- [ACTIVITY 1]: Please rewrite the Orchestrator description from "Each iteration: run" up to and including "the whole loop.", putting "pause" wherever "escalate" appears.
- [ACTIVITY 2]: Continue the Orchestrator description after its last sentence.

An autonomous agent loop engine. Runs Claude Code sessions iteratively against real completion criteria until a task is either done or needs a human. Solves the "always in beta" problem.
AI coding tools are good at generating code. They're bad at knowing when they're done. You give an agent a task, it writes something, reports success, and you come back to find the tests still fail or the feature is half-implemented. The agent didn't lie. It just had no real way to verify its own work.
The standard approach is to keep a human in the loop at every step. That works, but it means you can't step away. You're not using an agent. You're supervising a fast typist.
Orchestrator wraps Claude Code in a loop. Instead of running once and reporting, it runs, checks real completion criteria, and runs again if they're not met. The criteria are defined upfront by you. The agent keeps going until they pass.
task = Task(
goal="Add authentication to the API",
criteria=[
TestCriteria("pytest tests/test_auth.py"),
FileCriteria("src/auth.py", exists=True),
GrepCriteria("src/main.py", pattern="require_auth"),
],
max_iterations=12,
escalate_on_failure=True
)
Each iteration: run Claude Code with the task and current state, observe the result, evaluate all criteria, stop if they pass, escalate if max iterations hit, repeat otherwise. That's the whole loop.

- [INFORMATION SUPPLIED]:
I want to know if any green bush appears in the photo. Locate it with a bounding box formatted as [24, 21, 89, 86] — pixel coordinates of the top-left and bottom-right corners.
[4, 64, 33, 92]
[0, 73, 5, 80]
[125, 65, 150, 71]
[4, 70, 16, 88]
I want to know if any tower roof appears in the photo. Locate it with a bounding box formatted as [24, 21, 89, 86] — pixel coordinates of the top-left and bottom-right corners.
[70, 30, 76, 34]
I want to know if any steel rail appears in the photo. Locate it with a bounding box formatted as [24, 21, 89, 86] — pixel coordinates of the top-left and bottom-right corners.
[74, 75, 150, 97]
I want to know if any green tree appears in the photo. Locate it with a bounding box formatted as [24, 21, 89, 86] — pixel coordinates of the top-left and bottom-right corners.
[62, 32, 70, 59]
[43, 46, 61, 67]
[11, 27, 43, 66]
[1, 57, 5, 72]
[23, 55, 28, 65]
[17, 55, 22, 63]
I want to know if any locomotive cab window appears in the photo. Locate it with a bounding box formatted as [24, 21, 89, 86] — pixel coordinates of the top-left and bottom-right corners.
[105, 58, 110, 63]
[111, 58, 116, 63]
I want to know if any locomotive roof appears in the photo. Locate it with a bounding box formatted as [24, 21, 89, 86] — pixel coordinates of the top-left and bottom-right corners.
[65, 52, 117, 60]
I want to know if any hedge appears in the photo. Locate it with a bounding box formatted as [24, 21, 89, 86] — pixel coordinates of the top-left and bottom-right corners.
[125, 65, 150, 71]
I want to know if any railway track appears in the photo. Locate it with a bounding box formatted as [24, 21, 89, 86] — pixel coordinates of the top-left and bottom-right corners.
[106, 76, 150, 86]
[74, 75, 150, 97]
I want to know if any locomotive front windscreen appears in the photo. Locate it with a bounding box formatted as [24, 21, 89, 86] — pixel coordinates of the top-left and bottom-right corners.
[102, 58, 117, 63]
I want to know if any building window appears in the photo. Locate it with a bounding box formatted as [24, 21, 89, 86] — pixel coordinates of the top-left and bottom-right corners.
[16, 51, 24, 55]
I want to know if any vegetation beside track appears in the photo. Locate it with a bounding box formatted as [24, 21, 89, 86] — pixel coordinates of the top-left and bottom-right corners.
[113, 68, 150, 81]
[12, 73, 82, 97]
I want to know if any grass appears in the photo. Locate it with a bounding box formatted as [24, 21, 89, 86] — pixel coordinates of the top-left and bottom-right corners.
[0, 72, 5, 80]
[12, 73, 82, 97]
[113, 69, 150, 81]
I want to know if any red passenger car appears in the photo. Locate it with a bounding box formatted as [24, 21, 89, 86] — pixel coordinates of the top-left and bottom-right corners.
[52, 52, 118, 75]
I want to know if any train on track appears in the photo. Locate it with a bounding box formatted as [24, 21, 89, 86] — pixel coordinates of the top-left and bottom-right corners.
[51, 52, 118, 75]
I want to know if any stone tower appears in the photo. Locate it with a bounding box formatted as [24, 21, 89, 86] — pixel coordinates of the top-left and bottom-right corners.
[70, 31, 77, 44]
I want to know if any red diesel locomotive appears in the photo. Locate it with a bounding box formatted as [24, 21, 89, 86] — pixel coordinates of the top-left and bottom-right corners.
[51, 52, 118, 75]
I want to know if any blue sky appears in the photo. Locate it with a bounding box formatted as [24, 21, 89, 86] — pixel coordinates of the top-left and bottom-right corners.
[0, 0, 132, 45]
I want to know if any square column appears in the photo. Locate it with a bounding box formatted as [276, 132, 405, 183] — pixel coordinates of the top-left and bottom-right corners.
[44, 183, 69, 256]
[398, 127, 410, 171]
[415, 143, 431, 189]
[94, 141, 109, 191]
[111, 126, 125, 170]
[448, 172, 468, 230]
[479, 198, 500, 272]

- [TASK ANSWER 1]:
Each iteration: run Claude Code with the task and current state, observe the result, evaluate all criteria, stop if they pass, pause if max iterations hit, repeat otherwise. That's the whole loop.

- [TASK ANSWER 2]:
Three types of criteria cover most real tasks:
Every task ends in one of two states. Done means all criteria passed. The output, diff, and a completion log get written to disk and the session closes.
Escalate means the task hit its iteration limit without passing. Orchestrator surfaces the current state, the last Claude output, and which criteria failed. You pick up from there. The agent did what it could. Now it's a human problem.
Right now Orchestrator handles anything that has a clear test surface: adding features to Blackreach, building out the RAG pipeline for the mythology corpus, refactoring tasks that need to stay green on existing tests. Anything where I can write "done when X" and X is checkable.
The things it can't do yet are tasks with no clear success signal. "Make this code better" doesn't work. "Make this code pass these 40 tests" does. That's the constraint. It's also the discipline.